--- Exercise goal ---
Copy out, from the entries below, each line that holds the string "blurred".

--- Provided information ---
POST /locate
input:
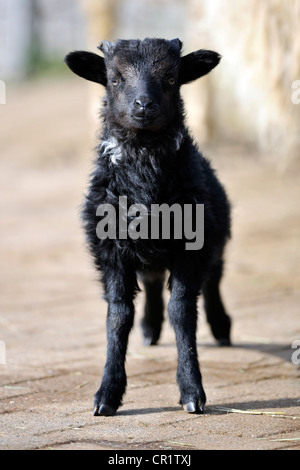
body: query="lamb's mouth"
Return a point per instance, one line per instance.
(146, 121)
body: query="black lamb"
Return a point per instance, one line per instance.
(146, 157)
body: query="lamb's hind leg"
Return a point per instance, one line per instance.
(154, 306)
(217, 317)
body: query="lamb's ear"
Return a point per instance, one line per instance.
(197, 64)
(87, 65)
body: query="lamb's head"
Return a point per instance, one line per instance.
(142, 79)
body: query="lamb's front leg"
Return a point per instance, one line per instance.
(120, 315)
(182, 311)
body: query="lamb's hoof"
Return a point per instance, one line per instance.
(194, 407)
(104, 410)
(149, 341)
(224, 342)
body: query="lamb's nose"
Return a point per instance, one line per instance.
(143, 102)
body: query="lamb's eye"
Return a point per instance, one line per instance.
(115, 81)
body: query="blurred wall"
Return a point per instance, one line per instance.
(36, 31)
(247, 98)
(250, 92)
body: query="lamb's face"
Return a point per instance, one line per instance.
(142, 83)
(142, 79)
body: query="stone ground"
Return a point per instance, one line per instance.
(52, 315)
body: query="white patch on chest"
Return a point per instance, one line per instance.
(113, 149)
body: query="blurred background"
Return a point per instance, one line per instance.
(247, 99)
(242, 115)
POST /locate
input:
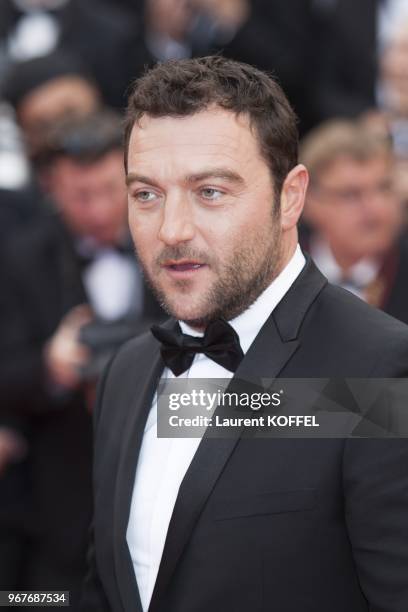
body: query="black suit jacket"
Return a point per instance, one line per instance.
(40, 282)
(260, 524)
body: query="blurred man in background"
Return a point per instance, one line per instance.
(71, 268)
(355, 215)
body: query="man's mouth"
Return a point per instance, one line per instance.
(183, 265)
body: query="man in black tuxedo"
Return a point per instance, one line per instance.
(238, 524)
(68, 266)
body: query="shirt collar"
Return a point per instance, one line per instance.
(249, 323)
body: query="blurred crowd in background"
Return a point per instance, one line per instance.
(71, 289)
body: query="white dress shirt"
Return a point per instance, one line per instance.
(163, 462)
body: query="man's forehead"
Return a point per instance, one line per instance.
(209, 128)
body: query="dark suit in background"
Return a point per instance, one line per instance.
(41, 283)
(259, 524)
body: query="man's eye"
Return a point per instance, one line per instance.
(145, 196)
(210, 193)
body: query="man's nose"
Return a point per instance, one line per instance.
(177, 223)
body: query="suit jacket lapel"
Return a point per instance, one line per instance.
(145, 387)
(271, 350)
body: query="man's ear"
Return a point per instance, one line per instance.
(293, 196)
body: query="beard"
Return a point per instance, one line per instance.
(249, 269)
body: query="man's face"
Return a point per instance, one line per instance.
(201, 213)
(353, 206)
(91, 197)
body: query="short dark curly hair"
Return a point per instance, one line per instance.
(179, 88)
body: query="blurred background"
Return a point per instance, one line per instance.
(71, 287)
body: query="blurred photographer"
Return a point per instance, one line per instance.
(72, 268)
(358, 238)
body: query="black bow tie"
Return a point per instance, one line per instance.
(220, 343)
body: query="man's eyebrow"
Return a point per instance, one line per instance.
(221, 173)
(132, 177)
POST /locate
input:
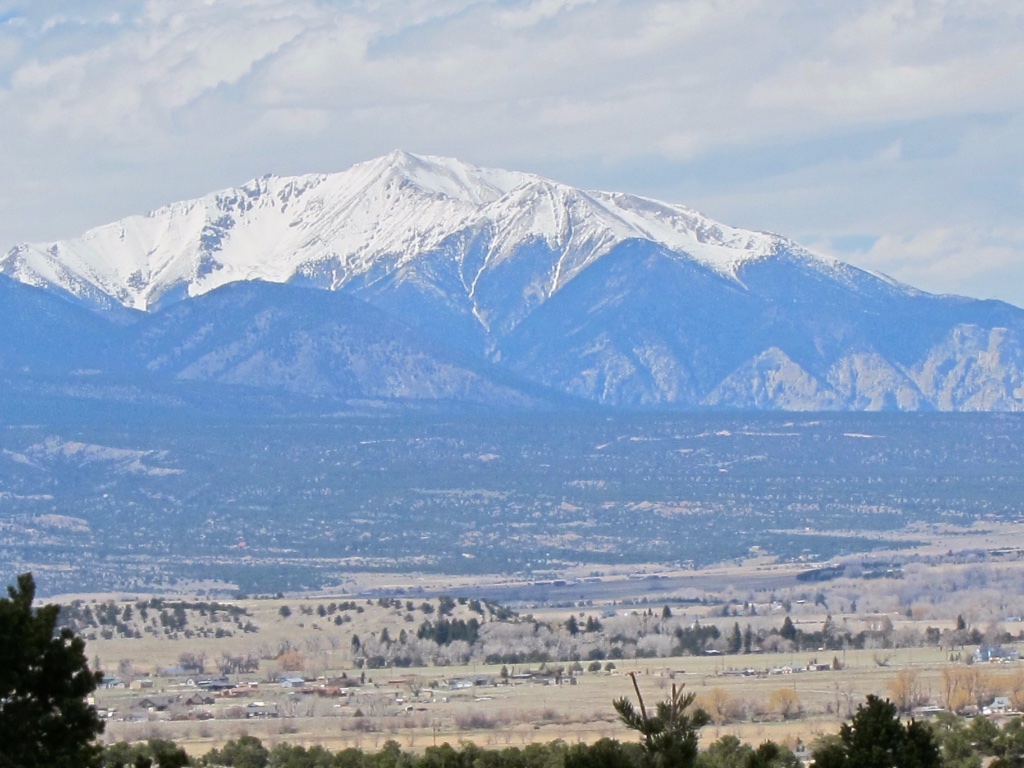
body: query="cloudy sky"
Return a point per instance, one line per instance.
(889, 133)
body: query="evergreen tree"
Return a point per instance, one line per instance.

--- Response below ---
body: query="blurred wall"
body: query="blurred background"
body: query="blurred man in background"
body: query="blurred crowd in background"
body: query="blurred background"
body: query="blurred photographer"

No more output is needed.